**REQUIRED TASK:** Word for word, repeat the lines of the records from the one containing "Where can you spot the snow on" through the last line, both included.

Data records
----
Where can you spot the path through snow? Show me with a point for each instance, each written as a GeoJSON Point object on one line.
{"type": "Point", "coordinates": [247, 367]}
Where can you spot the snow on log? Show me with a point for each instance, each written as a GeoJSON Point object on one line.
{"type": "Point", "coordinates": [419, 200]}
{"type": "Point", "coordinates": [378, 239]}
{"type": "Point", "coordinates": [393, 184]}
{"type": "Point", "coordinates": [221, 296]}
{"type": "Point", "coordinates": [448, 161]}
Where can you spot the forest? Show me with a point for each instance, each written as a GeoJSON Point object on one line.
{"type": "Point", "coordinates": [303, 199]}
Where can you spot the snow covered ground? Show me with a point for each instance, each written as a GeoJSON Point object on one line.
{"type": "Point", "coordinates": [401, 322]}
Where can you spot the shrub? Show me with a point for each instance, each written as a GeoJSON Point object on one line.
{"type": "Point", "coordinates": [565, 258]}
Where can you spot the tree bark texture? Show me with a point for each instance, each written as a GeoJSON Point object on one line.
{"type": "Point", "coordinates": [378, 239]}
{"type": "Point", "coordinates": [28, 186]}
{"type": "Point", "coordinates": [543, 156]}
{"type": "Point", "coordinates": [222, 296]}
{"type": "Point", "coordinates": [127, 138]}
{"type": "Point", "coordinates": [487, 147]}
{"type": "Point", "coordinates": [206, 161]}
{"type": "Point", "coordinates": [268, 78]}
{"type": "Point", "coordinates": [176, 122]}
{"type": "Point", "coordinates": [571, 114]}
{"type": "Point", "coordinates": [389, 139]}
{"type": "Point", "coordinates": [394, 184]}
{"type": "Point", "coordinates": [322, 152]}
----
**SOLUTION FOR THIS EXERCISE:**
Where can you spot the snow on log? Show me with a point for each instance, each written as a GeoJSON Point object on one line.
{"type": "Point", "coordinates": [419, 200]}
{"type": "Point", "coordinates": [378, 239]}
{"type": "Point", "coordinates": [393, 184]}
{"type": "Point", "coordinates": [221, 296]}
{"type": "Point", "coordinates": [448, 161]}
Where can you spot the forest? Show me with a point for each instance, each written as a GeoJSON Point object on one line.
{"type": "Point", "coordinates": [303, 199]}
Where can you spot the snow covered ground? Show me with a point for each instance, each written as a GeoJSON Point object on one line.
{"type": "Point", "coordinates": [401, 322]}
Where can you spot the shrub? Show me with a point for each instance, each written as a GeoJSON Point object on one line.
{"type": "Point", "coordinates": [565, 258]}
Where can you spot the tree bark texture? Show me with a point for each instance, each written as a GeoJSON Point object on one line.
{"type": "Point", "coordinates": [378, 239]}
{"type": "Point", "coordinates": [28, 186]}
{"type": "Point", "coordinates": [543, 156]}
{"type": "Point", "coordinates": [222, 296]}
{"type": "Point", "coordinates": [127, 138]}
{"type": "Point", "coordinates": [487, 147]}
{"type": "Point", "coordinates": [206, 161]}
{"type": "Point", "coordinates": [268, 78]}
{"type": "Point", "coordinates": [176, 122]}
{"type": "Point", "coordinates": [571, 114]}
{"type": "Point", "coordinates": [389, 139]}
{"type": "Point", "coordinates": [394, 184]}
{"type": "Point", "coordinates": [322, 152]}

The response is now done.